She took a job with Counseling Associates, initially as a school-based therapist, then became a therapist for Haven in Conway, a residential home for girls who have been abused and are in the foster-care system.

Geier moved into an administrative role with Counseling Associates as the clinical supervisor for Haven.

“I loved it; my heart is working with kids in foster care and with trauma, so it was great,” she said.

Geier called Haven Director of Development Marti Jones “amazing and dynamic.”

Jones said Geier was an asset to Haven as a therapist and clinical supervisor.

“She always had a great rapport with our kids and fought for them in treatment,” Jones said. “Lauren has a great mix of a witty sense of humor and heart that translated with both our residents and her co-workers. Foster care is a tough and serious field to work in, so a co-worker who always made you laugh is missed. Haven’s loss is most definitely CASA’s gain.”

Geier said that as her career has progressed, she has felt a desire to have more of an influence on policy.

“I’ve felt a pull toward more of a focus toward advocacy and at the policy level and away from direct practice. I think some of that is that as time goes by, you see systems change and you want to have an influence,” she said.

Geier said that since she started her job in August, she’s traveled all over Arkansas meeting CASA directors and learning about the work being done on behalf of children in foster care.

> Listed entries
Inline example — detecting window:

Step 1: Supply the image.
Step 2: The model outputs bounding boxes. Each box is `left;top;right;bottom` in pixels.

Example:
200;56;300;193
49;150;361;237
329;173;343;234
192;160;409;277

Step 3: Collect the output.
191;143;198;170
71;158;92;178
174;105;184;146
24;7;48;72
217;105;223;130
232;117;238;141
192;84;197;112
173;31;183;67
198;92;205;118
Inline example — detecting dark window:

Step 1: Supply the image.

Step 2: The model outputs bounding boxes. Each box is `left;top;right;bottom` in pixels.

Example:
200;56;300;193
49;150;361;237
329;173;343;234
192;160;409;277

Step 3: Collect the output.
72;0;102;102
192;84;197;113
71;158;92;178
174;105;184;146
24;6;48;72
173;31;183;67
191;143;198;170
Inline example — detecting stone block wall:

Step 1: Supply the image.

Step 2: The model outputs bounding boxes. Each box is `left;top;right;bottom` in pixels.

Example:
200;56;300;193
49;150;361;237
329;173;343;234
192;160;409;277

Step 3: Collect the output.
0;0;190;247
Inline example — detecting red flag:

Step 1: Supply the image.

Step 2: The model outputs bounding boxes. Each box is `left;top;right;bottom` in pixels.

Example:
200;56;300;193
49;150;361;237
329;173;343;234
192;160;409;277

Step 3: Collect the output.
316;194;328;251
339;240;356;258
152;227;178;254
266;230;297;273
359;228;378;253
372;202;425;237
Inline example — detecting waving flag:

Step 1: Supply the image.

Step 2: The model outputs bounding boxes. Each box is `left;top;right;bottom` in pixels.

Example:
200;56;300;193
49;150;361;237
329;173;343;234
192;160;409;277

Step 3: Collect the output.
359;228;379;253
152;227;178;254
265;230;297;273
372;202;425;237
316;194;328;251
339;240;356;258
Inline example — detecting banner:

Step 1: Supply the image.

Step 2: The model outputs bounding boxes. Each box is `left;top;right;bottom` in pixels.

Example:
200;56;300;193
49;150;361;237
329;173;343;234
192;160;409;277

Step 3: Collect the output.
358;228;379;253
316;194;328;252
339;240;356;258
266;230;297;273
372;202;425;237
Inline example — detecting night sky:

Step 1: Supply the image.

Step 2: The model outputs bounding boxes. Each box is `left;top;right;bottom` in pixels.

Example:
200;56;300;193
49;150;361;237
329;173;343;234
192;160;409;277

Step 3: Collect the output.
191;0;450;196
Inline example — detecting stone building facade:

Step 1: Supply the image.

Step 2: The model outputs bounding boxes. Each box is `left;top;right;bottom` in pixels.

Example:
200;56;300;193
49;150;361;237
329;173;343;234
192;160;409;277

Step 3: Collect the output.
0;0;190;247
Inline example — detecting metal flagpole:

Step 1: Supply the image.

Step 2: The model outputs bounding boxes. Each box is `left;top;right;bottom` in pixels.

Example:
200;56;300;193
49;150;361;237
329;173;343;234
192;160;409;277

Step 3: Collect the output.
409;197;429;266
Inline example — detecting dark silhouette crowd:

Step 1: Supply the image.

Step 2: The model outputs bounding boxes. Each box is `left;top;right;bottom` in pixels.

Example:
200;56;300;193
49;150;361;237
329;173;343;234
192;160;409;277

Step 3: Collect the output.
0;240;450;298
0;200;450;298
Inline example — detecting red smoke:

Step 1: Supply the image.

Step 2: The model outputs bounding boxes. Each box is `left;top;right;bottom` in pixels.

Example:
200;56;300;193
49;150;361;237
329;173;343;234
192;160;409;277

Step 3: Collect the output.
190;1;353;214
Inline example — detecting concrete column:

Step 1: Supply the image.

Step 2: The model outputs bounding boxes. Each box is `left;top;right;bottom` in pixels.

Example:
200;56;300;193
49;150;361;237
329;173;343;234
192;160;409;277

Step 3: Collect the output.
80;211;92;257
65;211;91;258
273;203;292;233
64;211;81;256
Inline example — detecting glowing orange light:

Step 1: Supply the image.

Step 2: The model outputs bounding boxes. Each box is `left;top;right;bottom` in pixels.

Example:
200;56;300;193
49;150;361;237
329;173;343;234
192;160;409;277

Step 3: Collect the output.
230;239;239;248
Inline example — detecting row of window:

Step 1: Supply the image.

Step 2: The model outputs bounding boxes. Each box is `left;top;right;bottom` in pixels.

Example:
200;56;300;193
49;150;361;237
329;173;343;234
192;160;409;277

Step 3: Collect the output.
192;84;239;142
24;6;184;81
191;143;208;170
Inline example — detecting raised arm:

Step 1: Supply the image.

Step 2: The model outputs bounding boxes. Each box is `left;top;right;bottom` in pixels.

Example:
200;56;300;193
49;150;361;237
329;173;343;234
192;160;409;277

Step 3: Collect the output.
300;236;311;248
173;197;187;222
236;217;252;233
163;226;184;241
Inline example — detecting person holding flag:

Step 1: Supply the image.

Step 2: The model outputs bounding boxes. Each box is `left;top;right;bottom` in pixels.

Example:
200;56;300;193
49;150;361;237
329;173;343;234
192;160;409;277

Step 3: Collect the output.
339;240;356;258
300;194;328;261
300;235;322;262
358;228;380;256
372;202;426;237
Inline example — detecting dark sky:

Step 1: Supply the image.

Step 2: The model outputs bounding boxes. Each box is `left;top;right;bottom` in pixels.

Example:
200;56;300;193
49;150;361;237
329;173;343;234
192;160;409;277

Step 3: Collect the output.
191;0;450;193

> Complete the following
a - In the text about Lauren Geier, what kind of home is Haven in Conway?
b - Continue the text about Lauren Geier's career from its last sentence.

> Answers to the problems
a - A residential home for girls who have been abused and are in the foster-care system.

b -
Although she is still getting settled into her new role, she has definite goals, Geier said.

“My first goal is to relationship-build and provide some increased connectivity to those 23 agencies. Twenty-three different voices tend to drown each other out, so as we are more connected and work together with the same voice, we have a lot more power. [Another goal is] improving our message and recruiting more volunteers statewide to be CASA advocates,” she said.

“Our new message with national CASA is ‘CASA works to change a child’s story.’ There are over 4,000 kids in Arkansas in foster care. Our ultimate goal is to have a CASA advocate assigned to each child in foster care,” she said. “As a state, we have some goals; we want to do a better job recruiting advocates of color, [for example].

“Sometimes it’s easy to get disheartened by the numbers, but there are so many great people walking alongside children and their families who have experienced abuse and neglect. It’s amazing how many people volunteer their time for children they don’t even know initially.”

Geier said she was never a CASA advocate.

“I was coming from a parallel system. I worked alongside CASA as a therapist,” she said.

“Sometimes our systems become silos, and it is difficult to work toward holistic healing from trauma,” she said. “Research tells us that as social beings, humans crave healthy relationships. Stable, healthy, consistent relationships are both barriers to trauma and the balm through trauma treatment.”

Geier said Arkansas CASA “has a unique position to bridge all of the silos surrounding children in foster care.”

She said her intention is to be a leader like her father was and have his thirst for knowledge.

“My dad was just a lifelong learner, and I think anybody who ever met him knew that. He was like a walking Trivial Pursuit game. He would say he was a disciple of knowledge,” she said, laughing. “I never know everything, and there are more resources and experts and voices to hear from all the time.”

Geier said her goal includes exhibiting “gentle leadership,” like her father did.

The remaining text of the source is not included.